> **Exercise goal**: Quote all of the data below exactly, please.

> **Given information**:
-- Begin --

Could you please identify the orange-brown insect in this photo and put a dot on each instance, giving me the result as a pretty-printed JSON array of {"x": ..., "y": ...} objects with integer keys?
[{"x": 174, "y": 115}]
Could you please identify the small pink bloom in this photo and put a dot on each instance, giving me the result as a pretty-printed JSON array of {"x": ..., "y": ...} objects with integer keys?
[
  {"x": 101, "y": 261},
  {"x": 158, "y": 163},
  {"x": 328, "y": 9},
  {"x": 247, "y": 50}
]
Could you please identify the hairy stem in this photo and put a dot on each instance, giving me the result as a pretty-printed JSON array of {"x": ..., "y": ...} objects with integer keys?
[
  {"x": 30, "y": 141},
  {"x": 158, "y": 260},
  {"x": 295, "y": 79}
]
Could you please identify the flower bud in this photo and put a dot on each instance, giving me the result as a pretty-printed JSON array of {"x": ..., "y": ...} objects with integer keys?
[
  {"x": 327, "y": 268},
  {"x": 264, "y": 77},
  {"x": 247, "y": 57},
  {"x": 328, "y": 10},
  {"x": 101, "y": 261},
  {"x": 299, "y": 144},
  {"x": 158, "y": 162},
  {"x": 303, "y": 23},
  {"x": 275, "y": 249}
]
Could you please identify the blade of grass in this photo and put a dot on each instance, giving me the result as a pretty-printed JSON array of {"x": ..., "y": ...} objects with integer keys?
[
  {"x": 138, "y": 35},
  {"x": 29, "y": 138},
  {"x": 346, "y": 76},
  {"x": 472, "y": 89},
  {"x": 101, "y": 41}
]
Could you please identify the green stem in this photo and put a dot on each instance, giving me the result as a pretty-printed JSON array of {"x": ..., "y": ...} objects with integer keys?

-- End --

> **Finished answer**:
Could you please identify the orange-brown insect in this photo and put a dot on each instance, giving me the result as a pretty-printed JSON array of {"x": ..., "y": ...} objects with integer keys?
[{"x": 174, "y": 115}]
Could you please identify the small pink bloom in this photo and put a dot on each instance, giving me the result as a pretty-printed JSON array of {"x": ..., "y": ...} objects with integer keys?
[
  {"x": 101, "y": 261},
  {"x": 158, "y": 163},
  {"x": 328, "y": 9},
  {"x": 247, "y": 50}
]
Could you please identify the hairy stem in this photo and put a dot on each instance, giving me the result as a pretty-printed JSON array of {"x": ..., "y": ...} objects with integer keys?
[
  {"x": 30, "y": 141},
  {"x": 158, "y": 260},
  {"x": 295, "y": 79}
]
Could you please identify the flower bud in this photo and put a dot on each instance, giving me the result as a pretty-printed JSON array of {"x": ..., "y": ...} objects with integer keys?
[
  {"x": 327, "y": 268},
  {"x": 264, "y": 77},
  {"x": 247, "y": 57},
  {"x": 328, "y": 10},
  {"x": 101, "y": 261},
  {"x": 299, "y": 144},
  {"x": 158, "y": 162},
  {"x": 303, "y": 23},
  {"x": 275, "y": 249}
]
Could you please identify the blade of grass in this photo and put a dot on each instance, giving me the result as a pretty-printed JSON array of {"x": ..., "y": ...} objects with integer keys?
[
  {"x": 138, "y": 35},
  {"x": 29, "y": 138},
  {"x": 346, "y": 76},
  {"x": 472, "y": 89},
  {"x": 101, "y": 41}
]
Could you please identify the green stem in this photo and put a dot on each instance, giving me the result as a pretty-printed JSON array of {"x": ..., "y": ...} objects with integer keys?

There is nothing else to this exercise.